Task data —
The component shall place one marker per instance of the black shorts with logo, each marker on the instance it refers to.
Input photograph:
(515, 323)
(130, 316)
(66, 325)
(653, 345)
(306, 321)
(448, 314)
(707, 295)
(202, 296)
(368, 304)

Task objective —
Change every "marker" in the lines above to "dot" and leave the rest untouched.

Result —
The component shall place one dot per instance of the black shorts with logo, each dot on the instance it refers to.
Input photograph:
(515, 323)
(130, 316)
(66, 325)
(653, 345)
(306, 321)
(448, 314)
(707, 295)
(202, 296)
(368, 304)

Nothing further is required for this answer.